BEGIN Provided text

A person with a permit to carry a concealed firearm may not carry a
concealed firearm in the following locations:

(1) any secure area prescribed in Section 76-10-523.5 in which firearms
are prohibited and notice of the prohibition posted;

(2) in any airport secure area as provided in Section 76-10-529; or

(3) in any house of worship or in any private residence where dangerous
weapons are prohibited as provided in Section 76-10-530.

§ 53-5-711. Law enforcement officials and judges–Training
requirements– Qualification–Revocation

(1) For purposes of this section and Section 76-10-523 :

(a) “Judge” means a judge or justice of a court of record or court not
of record, but does not include a judge pro tem or senior judge.

(b) “Law enforcement official of this state” means:

(i) a member of the Board of Pardons and Parole;

(ii) a district attorney, deputy district attorney, county attorney
or deputy county attorney of a county not in a prosecution district;

(iii) the attorney general;

(iv) an assistant attorney general designated as a criminal
prosecutor; or

(v) a city attorney or a deputy city attorney designated as a
criminal prosecutor.

(2) To qualify for the exemptions enumerated in Section 76-10-523, a
law enforcement official or judge shall complete the following training
requirements:

(a) meet the requirements of Sections 53-5-704, 53-5-706, and 53-5-
707; and

(b) successfully complete an additional course of training as
established by the commissioner of public safety designed to assist
them while carrying out their official law enforcement and judicial
duties as agents for the state or its political subdivisions.

(3) Annual requalification requirements for law enforcement officials
and judges shall be established by the:

(a) Board of Pardons and Parole by rule for its members;

(b) Judicial Council by rule for judges; and

(c) the district attorney, county attorney in a county not in a
prosecution district, the attorney general, or city attorney by policy
for prosecutors under their jurisdiction.

(4) The division may:

(a) issue a certificate of qualification to a judge or law enforcement
official who has completed the requirements of Subsection (1), which
certificate of qualification is valid until revoked;

(b) revoke the certificate of qualification of a judge or law
enforcement official who fails to meet the annual requalification
criteria established pursuant to Subsection (3); and(c) certify
instructors for the training requirements of this section.

END Provided text
BEGIN Excerpted records

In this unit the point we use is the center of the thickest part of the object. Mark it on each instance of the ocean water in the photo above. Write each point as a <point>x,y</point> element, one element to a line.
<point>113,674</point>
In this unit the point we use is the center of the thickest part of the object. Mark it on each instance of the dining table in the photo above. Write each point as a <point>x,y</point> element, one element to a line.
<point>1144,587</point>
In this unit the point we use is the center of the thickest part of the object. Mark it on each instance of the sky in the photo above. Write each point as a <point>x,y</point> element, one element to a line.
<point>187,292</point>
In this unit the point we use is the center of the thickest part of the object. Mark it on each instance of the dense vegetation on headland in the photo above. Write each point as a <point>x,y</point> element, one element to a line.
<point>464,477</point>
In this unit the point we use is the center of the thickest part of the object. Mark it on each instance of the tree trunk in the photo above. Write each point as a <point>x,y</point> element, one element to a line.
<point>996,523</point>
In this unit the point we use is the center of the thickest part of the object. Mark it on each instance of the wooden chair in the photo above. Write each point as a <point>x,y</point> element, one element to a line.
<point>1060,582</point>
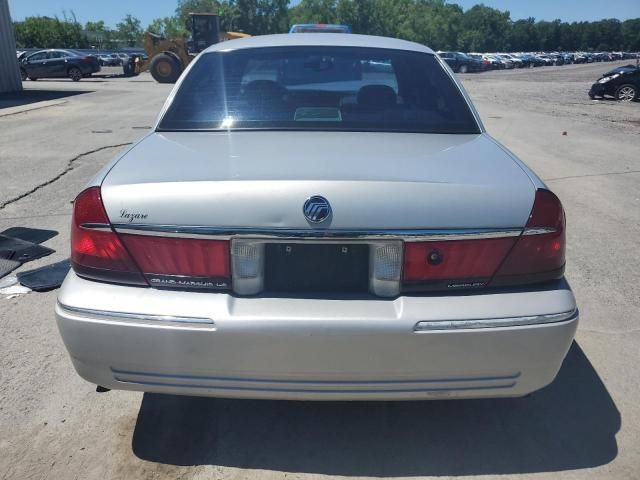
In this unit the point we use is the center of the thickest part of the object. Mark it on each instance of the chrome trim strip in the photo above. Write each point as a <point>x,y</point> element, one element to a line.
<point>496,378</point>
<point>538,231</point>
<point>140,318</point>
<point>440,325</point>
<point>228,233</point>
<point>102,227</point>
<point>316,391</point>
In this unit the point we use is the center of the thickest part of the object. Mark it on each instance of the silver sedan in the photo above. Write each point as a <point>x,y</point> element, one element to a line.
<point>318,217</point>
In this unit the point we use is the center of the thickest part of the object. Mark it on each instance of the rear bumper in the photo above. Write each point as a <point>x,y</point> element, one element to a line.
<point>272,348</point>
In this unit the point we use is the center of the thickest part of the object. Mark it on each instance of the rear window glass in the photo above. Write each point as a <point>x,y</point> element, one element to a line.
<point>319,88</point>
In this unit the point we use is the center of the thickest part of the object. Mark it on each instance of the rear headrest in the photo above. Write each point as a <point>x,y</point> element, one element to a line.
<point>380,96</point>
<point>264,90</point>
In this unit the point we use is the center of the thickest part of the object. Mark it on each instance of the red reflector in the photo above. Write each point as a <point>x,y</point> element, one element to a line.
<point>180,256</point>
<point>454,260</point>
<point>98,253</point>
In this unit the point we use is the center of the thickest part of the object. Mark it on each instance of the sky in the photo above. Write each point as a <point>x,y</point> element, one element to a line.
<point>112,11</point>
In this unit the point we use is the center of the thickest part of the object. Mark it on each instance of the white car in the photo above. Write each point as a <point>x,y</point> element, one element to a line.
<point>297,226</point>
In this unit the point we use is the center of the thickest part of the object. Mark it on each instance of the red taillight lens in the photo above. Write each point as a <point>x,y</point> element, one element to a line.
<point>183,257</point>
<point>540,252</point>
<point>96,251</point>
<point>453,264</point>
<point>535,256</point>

END Excerpted records

**Parts of the exercise**
1 > Answer these from the concealed-firearm law text:
(a) Under the definitions, which two kinds of judges are left out of the meaning of "Judge"?
(b) Who sets the annual requalification requirements for judges, and by what means?
(c) How long does a certificate of qualification issued by the division stay valid?
2 > Transcribe the part of the concealed-firearm law text starting at "(2) To qualify" and ending at "its political subdivisions.".

**Solutions to the exercise**
1 >
(a) A judge pro tem and a senior judge.
(b) The Judicial Council, by rule.
(c) Until it is revoked.

2 >
(2) To qualify for the exemptions enumerated in Section 76-10-523, a
law enforcement official or judge shall complete the following training
requirements:

(a) meet the requirements of Sections 53-5-704, 53-5-706, and 53-5-
707; and

(b) successfully complete an additional course of training as
established by the commissioner of public safety designed to assist
them while carrying out their official law enforcement and judicial
duties as agents for the state or its political subdivisions.